Stored entries ::
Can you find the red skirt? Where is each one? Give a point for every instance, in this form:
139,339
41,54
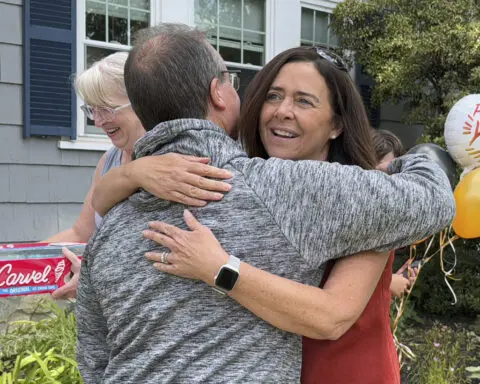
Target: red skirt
365,354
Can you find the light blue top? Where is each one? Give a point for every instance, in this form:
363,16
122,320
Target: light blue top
112,160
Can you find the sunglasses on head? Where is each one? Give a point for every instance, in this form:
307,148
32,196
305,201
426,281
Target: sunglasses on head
331,57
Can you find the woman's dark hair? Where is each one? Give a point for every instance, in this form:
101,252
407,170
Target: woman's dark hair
353,146
386,142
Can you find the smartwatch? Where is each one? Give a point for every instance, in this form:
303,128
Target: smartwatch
227,275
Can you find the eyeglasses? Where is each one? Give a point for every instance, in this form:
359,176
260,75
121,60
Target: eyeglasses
103,113
233,76
332,58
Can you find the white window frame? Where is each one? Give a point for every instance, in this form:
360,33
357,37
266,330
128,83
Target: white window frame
161,10
319,8
89,141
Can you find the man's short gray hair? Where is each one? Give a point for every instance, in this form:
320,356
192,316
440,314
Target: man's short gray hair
168,73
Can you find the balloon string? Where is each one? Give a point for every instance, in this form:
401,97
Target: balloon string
445,240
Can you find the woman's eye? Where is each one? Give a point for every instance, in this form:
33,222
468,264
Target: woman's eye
305,102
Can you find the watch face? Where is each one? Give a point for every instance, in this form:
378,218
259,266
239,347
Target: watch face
226,279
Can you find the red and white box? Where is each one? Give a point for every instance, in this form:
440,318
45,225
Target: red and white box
36,268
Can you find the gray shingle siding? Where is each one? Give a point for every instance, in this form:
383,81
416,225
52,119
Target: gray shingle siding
42,187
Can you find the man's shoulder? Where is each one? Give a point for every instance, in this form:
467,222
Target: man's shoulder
275,173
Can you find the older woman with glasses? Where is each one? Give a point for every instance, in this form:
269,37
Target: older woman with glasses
102,88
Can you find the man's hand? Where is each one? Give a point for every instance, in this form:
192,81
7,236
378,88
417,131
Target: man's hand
69,290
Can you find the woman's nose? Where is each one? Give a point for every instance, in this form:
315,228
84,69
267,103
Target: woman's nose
284,110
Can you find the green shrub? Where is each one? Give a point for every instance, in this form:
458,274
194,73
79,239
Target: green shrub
431,295
40,351
442,354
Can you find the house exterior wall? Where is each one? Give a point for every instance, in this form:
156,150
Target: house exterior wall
42,187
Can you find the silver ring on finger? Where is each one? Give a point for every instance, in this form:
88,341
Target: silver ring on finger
164,258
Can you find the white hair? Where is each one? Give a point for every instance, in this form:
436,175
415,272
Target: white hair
103,81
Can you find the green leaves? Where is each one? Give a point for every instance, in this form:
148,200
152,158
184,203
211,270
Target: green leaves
40,351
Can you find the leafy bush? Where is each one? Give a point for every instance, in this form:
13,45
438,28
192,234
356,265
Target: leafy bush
40,351
443,354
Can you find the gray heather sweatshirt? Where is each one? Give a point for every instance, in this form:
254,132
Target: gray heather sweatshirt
138,325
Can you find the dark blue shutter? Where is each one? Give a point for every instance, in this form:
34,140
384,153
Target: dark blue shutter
49,62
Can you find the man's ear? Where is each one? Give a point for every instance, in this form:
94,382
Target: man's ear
217,94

Required work :: Your copy must repeat the data word for word and show none of its images.

Answer section ::
Can you find the red skirt? Where is each one? Give a point for every instance, in this form:
139,339
41,54
Target: red skirt
365,354
Can you find the light blue top? Where is each one? Give a point for every instance, in this form:
363,16
122,320
Target: light blue top
112,160
Can you find the sunglasses on head? Where is each one? Give a point for every instance, in this form:
307,148
32,196
305,201
426,281
Target: sunglasses on head
331,57
Can you find the woman's dark hair? Where is each one? Give a point for every instance, in this form:
101,252
407,170
Target: woman's dark hair
353,146
386,142
Can you find the smartwatch? Where is each one? Give a point for every instance, in this form:
303,128
Target: smartwatch
227,275
Can you find the eyeglasses? Where is each one? Give a point for every instance, in this form:
359,176
260,75
121,60
Target: eyeglasses
103,113
233,76
332,58
Can you find the white window frame? Where is each one? Give a point for every instance, in this form:
360,33
357,37
266,330
128,83
Target: white window frame
161,10
319,8
89,141
Can you find the man's short gray hair? Where is each one? Give a point for every instance, in this form:
320,356
192,316
440,314
Target: man's short gray hair
168,73
Can you find the balloon string? Where is each one? Give a point for every instance, in this form:
401,97
Target: balloon string
445,240
Can you find the woman's eye? Where is each one? Give a point for every instance, in this form:
33,222
468,264
Target: woman's eye
305,102
Can you find the watch face? Where is each one? Give a point for every instance, in this form:
378,218
259,266
239,347
Target: watch face
226,279
Can you find the red and white box? Where is each one? Give a point for every instance, in this form:
440,318
45,225
Target: red and white box
36,268
Can you find the gray shingle siding? Where is each one? Give a point for every instance, in this form:
383,81
416,225
52,119
Target: gray shingle siding
42,187
Can you find the man's shoulder? Where is each one? Give a point for every instance, in this form:
467,222
Target: man's shoulder
275,173
Can you find the older woman with glasses? Where is each one? Give a point for every instance, in this form:
269,37
Target: older woman with glasses
102,88
Can you find the man's hand? Where is each one? Give a point for every instance, in this form:
192,81
7,236
378,88
417,131
Target: man's hand
69,290
Can you find the woman's nose? Where is each one? Give a point for every instance, in this form:
315,228
84,69
267,103
Target: woman's nose
284,110
Can you find the green shrub? Where is each one? Give a point for every instance, in this form:
458,274
194,73
79,239
Target: green shrub
431,295
40,351
442,354
Can you find the house exterior wall? Where is each one? Give a point for every instance, in this form:
156,150
Target: house exterior wall
42,187
Can you find the silver ring on finger? Where is each one? Give a point for every instance, in this form:
88,341
Target: silver ring on finger
164,258
Can you find the white hair? Where is each one? Give a point for every instance, in this form:
436,175
415,272
Target: white hair
103,81
Can you find the green leaves? Where is each one? Give a point for every instance, in this form:
148,200
152,158
184,203
211,270
Target: green leaves
40,351
Can you find the leafy bush? Where is each one? Give a point for every instance, in this form:
13,45
438,28
192,234
356,265
Target: leafy bush
40,351
443,354
Can you find the gray heather sweatshirt? Where is each one? Give a point for every instance, in this form:
254,132
Target: gray heather sweatshirt
138,325
Can you find the dark blue shutter? Where is each one? Give a point for every instance, in this form:
34,140
384,153
Target: dark blue shutter
49,62
Can you find the man's ear? Where is each one? Give a point for every instance, in this form:
94,382
Target: man's ear
217,94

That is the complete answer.